**Task prompt**
Reproduce the records below exactly as they appear.

**Items from a data source**
********************
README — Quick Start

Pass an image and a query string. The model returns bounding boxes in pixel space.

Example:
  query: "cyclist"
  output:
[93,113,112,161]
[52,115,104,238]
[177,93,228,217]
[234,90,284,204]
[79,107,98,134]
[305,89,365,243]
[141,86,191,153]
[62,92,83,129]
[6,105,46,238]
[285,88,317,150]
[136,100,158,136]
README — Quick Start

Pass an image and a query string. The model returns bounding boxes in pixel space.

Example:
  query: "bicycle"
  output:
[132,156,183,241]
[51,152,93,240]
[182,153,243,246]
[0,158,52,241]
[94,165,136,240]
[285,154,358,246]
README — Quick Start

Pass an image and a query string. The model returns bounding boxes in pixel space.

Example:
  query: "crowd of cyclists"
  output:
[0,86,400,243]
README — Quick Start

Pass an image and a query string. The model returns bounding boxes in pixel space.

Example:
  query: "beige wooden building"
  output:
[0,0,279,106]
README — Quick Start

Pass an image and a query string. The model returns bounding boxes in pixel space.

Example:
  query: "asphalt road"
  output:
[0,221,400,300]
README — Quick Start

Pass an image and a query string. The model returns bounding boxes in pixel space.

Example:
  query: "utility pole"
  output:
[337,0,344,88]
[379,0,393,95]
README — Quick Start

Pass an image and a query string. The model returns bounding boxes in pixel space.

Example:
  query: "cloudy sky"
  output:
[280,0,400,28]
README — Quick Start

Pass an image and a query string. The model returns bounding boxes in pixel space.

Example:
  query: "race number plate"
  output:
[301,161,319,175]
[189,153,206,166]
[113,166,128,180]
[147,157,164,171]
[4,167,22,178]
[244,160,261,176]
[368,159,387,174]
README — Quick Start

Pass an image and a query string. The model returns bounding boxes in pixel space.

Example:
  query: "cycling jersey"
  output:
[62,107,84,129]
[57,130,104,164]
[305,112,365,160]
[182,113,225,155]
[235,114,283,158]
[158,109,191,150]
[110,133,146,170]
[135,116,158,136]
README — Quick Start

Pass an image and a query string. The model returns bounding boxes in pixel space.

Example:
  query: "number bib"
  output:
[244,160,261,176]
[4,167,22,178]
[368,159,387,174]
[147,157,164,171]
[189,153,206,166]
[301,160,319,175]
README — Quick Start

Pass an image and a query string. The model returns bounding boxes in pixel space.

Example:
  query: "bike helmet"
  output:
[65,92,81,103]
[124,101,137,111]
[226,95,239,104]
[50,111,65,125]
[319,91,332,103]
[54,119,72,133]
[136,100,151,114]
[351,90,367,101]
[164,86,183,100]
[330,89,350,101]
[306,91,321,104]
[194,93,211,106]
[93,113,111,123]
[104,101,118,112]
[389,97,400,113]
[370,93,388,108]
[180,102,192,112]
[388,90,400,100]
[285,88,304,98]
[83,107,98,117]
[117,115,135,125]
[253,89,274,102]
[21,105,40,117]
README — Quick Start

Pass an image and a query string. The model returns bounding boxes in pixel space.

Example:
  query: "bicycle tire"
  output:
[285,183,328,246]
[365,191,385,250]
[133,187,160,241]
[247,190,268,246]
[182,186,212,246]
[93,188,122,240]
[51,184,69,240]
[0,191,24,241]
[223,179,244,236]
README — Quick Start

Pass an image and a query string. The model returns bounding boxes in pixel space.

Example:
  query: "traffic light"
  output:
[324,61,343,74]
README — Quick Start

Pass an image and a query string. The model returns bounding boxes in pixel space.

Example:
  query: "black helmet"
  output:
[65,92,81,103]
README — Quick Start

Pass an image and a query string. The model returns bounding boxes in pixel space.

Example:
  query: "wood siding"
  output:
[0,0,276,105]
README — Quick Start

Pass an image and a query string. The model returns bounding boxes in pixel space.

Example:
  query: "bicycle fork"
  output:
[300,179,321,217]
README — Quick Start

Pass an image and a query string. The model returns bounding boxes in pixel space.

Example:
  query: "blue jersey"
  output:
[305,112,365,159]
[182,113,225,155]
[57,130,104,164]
********************
**The result**
README — Quick Start

Pass an image and a query string. The model returns bounding boxes in pixel space.

Example:
  query: "cyclist"
  output:
[93,113,112,161]
[52,115,104,238]
[177,93,228,217]
[234,90,284,204]
[79,107,98,134]
[305,89,365,243]
[141,86,191,153]
[62,92,83,129]
[6,105,46,238]
[285,88,317,150]
[136,100,158,136]
README — Quick Start

Pass an image and a query string. The model returns bounding boxes in pixel space.

Example:
  query: "bicycle"
  output:
[132,156,183,241]
[51,152,93,240]
[182,153,243,246]
[0,158,52,241]
[94,165,136,240]
[285,154,358,246]
README — Quick Start

Pass an image and a query string. The model returns bounding boxes in pixel space.

Example:
  query: "crowd of cyclists"
  output:
[0,86,400,243]
README — Quick Start

Pass an image and a query string. The model returns bounding boxes in pixel space.

Example:
  query: "beige wooden building"
  output:
[0,0,279,106]
README — Quick Start

Pass an image and a query string. The model returns bounding boxes in pixel space.

Example:
  query: "asphalt road"
  output:
[0,221,400,300]
README — Quick Start

Pass an image and a query string. The model returns bounding boxes in pixel space.

Example:
  query: "utility pole"
  output:
[337,0,344,88]
[379,0,393,95]
README — Quick Start

Pass an image and a query string. The model returns bounding boxes in pixel space.

Example:
  query: "cloudy sky"
  output:
[280,0,400,28]
README — Quick Start

Pass an image and a query string. The model returns bounding boxes in pixel space.

Example:
  query: "race number plate"
  output:
[301,161,319,175]
[189,153,206,166]
[113,166,128,180]
[147,157,164,171]
[4,167,22,178]
[244,160,261,176]
[368,159,387,174]
README — Quick Start

Pass an image and a query string. The model returns bounding boxes in pixel space.

Example:
  query: "cycling jersey"
  output:
[62,107,84,129]
[57,130,104,164]
[305,112,365,160]
[182,113,225,155]
[235,114,283,158]
[158,109,191,150]
[110,133,146,170]
[135,116,158,136]
README — Quick Start

Pass an image and a query string. The model returns bounding boxes in pixel space.

Example:
  query: "number bib"
  output:
[244,160,261,176]
[4,167,22,178]
[368,159,387,174]
[147,157,164,171]
[189,153,206,166]
[301,160,319,175]
README — Quick Start

Pass an image and a query string. The model returns bounding boxes in pixel space.

Example:
  query: "bike helmet"
  output:
[65,92,81,103]
[124,101,137,111]
[226,95,239,104]
[50,111,65,125]
[319,91,332,103]
[54,119,72,133]
[136,100,151,114]
[351,90,367,101]
[164,86,183,100]
[330,89,350,101]
[306,91,321,104]
[194,93,211,106]
[93,113,111,123]
[104,101,118,112]
[389,97,400,113]
[370,93,388,108]
[180,102,192,112]
[388,90,400,100]
[285,88,304,98]
[83,107,98,117]
[117,115,135,125]
[253,89,274,102]
[21,105,40,117]
README — Quick Start

Pass an image and a query string. The model returns bounding boxes in pixel space.

Example:
  query: "bicycle tire"
  output:
[285,183,328,246]
[365,191,385,250]
[133,187,160,241]
[247,190,268,246]
[182,186,212,246]
[93,188,122,240]
[51,184,69,240]
[0,191,24,241]
[223,179,244,236]
README — Quick Start

Pass an image and a query string. The model returns bounding boxes in pixel space.

Example:
  query: "traffic light"
  output:
[324,61,343,74]
README — Quick Start

Pass an image and a query string. The model returns bounding boxes in pixel space.

Example:
  query: "black helmet"
  output:
[65,92,81,103]
README — Quick Start

Pass an image and a query string. The model returns bounding boxes in pixel space.

Example:
  query: "wood siding"
  output:
[0,0,276,105]
README — Quick Start

Pass an image and a query string. The model returns bounding boxes in pixel space.

Example:
  query: "bicycle fork"
  output:
[300,179,321,217]
README — Quick Start

Pass an image and a query string. The model returns bounding boxes in pixel space.

Example:
  query: "blue jersey"
  output:
[305,112,365,159]
[182,113,225,155]
[57,130,104,164]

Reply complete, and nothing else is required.